• Treść zadania
Proszę przeredagować poniższy materiał, zastępując każde wystąpienie "even-odd rule for holes" przez "nonzero rule for holes", i podać go ponownie bez innych zmian. Obrazy pomiń w odpowiedzi.

━━━━━ Zestawienie danych

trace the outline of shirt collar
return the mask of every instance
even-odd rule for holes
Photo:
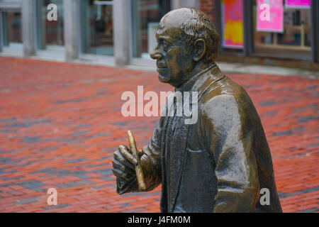
[[[175,88],[175,92],[190,92],[191,88],[196,82],[202,76],[203,76],[206,72],[209,72],[211,69],[214,68],[216,66],[216,63],[213,63],[208,67],[207,67],[205,70],[198,72],[194,76],[193,76],[190,79],[186,81],[185,83],[181,84],[179,88]]]

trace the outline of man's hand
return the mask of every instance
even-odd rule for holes
[[[138,158],[142,155],[141,150],[138,150]],[[119,145],[118,149],[114,152],[114,158],[112,161],[112,171],[116,177],[130,181],[136,177],[135,165],[138,160],[131,154],[130,150],[124,145]]]

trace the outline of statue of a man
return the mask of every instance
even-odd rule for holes
[[[196,92],[198,118],[186,124],[184,116],[161,116],[139,151],[144,191],[162,184],[162,212],[281,212],[260,118],[244,89],[215,63],[219,35],[207,16],[190,8],[172,11],[156,38],[150,56],[160,81],[175,92]],[[169,106],[167,101],[164,111],[176,113],[177,101]],[[120,194],[140,192],[137,163],[124,145],[114,153]],[[266,204],[259,201],[264,188]]]

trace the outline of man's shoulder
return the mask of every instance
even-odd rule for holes
[[[213,75],[209,75],[206,84],[207,85],[201,88],[204,91],[199,100],[201,104],[205,104],[217,96],[220,96],[216,98],[218,100],[220,99],[228,100],[232,96],[238,101],[242,99],[248,98],[248,94],[242,87],[225,75],[223,74],[217,80],[214,79]],[[225,99],[225,97],[228,98]]]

━━━━━━━━━━

• Odpowiedź
trace the outline of shirt collar
return the mask of every instance
nonzero rule for holes
Photo:
[[[175,88],[175,92],[190,92],[191,88],[196,82],[202,76],[203,76],[206,72],[209,72],[211,69],[214,68],[216,66],[216,63],[213,63],[208,67],[207,67],[205,70],[198,72],[194,76],[193,76],[190,79],[186,81],[185,83],[181,84],[179,88]]]

trace the outline of man's hand
return the mask of every instance
nonzero rule for holes
[[[138,158],[142,155],[141,150],[138,150]],[[119,145],[118,149],[114,152],[114,158],[112,161],[112,171],[116,177],[130,181],[136,177],[135,165],[138,160],[131,154],[130,150],[124,145]]]

trace the outline of statue of a man
return the mask of every instance
nonzero rule for holes
[[[196,92],[198,118],[186,124],[184,116],[161,116],[139,151],[144,191],[162,184],[162,212],[281,212],[260,118],[244,89],[215,63],[219,35],[207,16],[190,8],[172,11],[156,38],[150,56],[160,81],[175,92]],[[169,106],[167,101],[164,111],[176,113],[177,101]],[[120,194],[140,192],[137,163],[124,145],[114,153]],[[266,204],[259,201],[264,188]]]

trace the outline of man's shoulder
return the mask of every instance
nonzero rule for holes
[[[213,75],[209,75],[206,84],[207,85],[201,88],[204,91],[199,100],[201,104],[205,104],[217,96],[220,96],[216,98],[218,100],[220,99],[228,100],[232,96],[238,101],[242,99],[248,98],[248,94],[242,87],[225,75],[223,74],[217,80],[214,79]],[[225,99],[225,97],[228,98]]]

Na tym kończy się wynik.